Exercise A
Can you print the part of the forum thread on floor load capacity from "The building is" up to and including "in the engineer."?
Exercise B
Can you output the records from the line with "Target: dog's head" up to and including their final line?

# start of Source passage

# Art/Object Issues > Space Preparation >  Determining Kn/m2 of Exhibition Floor

## blakenoah

We have to supply an artists technical team with the Kn/m2 (Kilonewton/meter2) of our exhibition floor.  I've been able to find definitions and mathematical calculations of Kn/m2, but am still unclear of the physical process of determining Kn/m2 onsite.  Will the engineer be bringing an indentor to determine Kn/m2 or are there other methods of calculation?  

The building is an old factory that has been refurbished and now houses the museum.  Unfortunately, there are no proper records of the building on file to reference in these situations.  Welcome to China.

----------


## Gallagher

I believe it is a calculation, but never asked the engineer that we use; he does consult the building plans before providing the answer though. I needed to drive a fork lift with a load over a area I was unsure of; I knew there was a slab under the carpet, but I wasn't sure of the thickness, etc, so I brought in the engineer. 

Dave

----------


## T. Ashley McGrew

I have been waiting for someone to answer this. Obviously the Kn/m2 is just a unit of measure that can be converted into pds per square inch or whatever unit of measure you prefer. How it is determined really should be a question to ask the engineer. Worst case scenario if absolutely nothing is known about the construction of the building it seems to me could include using a core drill to (like a hole saw but for stone) that will remove a rod of the concrete. This gives you two things - direct confirmation of the depth to the pour and a sample to use for testing the strength of the concrete that was used. 
The next step could be to use a scanner (the name of which escapes me) that you run over the surface of the concrete in a grid pattern. It will create a picture of whatever reinforcement was used inside the concrete. Both core drilling (for heavy floor anchors) and scanning were relatively common procedures at the Getty so it is not really all that exotic - just part of working in a seismic zone. It was done there to avoid drilling out rebar in the slab (and therefore weakening it).
The only thing I wonder though is that if it is an old building I have heard that in that part of the world bamboo was often used to reinforce concrete. May sound crazy but I am told it was really effective - just not sure if it would show up in a scanner or how accurately engineers can calculate its strength even if it does! Now that we are all curious - please let us know what you turn up.
Regards, 

Ashley

----------

# end of Source passage
# start of Record excerpts

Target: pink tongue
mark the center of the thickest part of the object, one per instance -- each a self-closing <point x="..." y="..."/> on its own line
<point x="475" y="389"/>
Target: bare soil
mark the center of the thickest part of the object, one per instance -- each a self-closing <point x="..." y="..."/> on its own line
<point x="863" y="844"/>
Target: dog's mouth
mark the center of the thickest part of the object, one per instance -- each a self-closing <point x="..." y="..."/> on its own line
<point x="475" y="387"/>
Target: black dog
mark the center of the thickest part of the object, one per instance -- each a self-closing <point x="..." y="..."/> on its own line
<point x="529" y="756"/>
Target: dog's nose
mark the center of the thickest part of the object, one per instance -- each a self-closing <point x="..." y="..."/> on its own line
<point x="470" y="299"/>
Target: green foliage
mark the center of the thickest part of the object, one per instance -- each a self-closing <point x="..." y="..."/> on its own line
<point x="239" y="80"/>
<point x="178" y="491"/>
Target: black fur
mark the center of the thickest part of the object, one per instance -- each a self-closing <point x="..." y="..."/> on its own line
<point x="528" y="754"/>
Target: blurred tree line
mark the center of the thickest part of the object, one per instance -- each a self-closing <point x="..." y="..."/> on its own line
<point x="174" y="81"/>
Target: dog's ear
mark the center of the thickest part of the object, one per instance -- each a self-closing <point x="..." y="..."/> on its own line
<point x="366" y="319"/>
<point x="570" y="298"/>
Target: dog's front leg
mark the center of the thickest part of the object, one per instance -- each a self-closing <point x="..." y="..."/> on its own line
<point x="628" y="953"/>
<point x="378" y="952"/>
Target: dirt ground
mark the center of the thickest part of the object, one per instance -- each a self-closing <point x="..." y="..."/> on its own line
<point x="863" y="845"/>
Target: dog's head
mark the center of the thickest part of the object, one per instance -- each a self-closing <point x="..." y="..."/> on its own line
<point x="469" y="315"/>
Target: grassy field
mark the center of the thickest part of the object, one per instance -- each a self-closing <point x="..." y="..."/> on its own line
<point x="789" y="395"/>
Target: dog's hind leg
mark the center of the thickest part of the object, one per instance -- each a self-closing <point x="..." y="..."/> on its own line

# end of Record excerpts

Right answer A
The building is an old factory that has been refurbished and now houses the museum.  Unfortunately, there are no proper records of the building on file to reference in these situations.  Welcome to China.

----------


## Gallagher

I believe it is a calculation, but never asked the engineer that we use; he does consult the building plans before providing the answer though. I needed to drive a fork lift with a load over a area I was unsure of; I knew there was a slab under the carpet, but I wasn't sure of the thickness, etc, so I brought in the engineer.

Right answer B
Target: dog's head
mark the center of the thickest part of the object, one per instance -- each a self-closing <point x="..." y="..."/> on its own line
<point x="469" y="315"/>
Target: grassy field
mark the center of the thickest part of the object, one per instance -- each a self-closing <point x="..." y="..."/> on its own line
<point x="789" y="395"/>
Target: dog's hind leg
mark the center of the thickest part of the object, one per instance -- each a self-closing <point x="..." y="..."/> on its own line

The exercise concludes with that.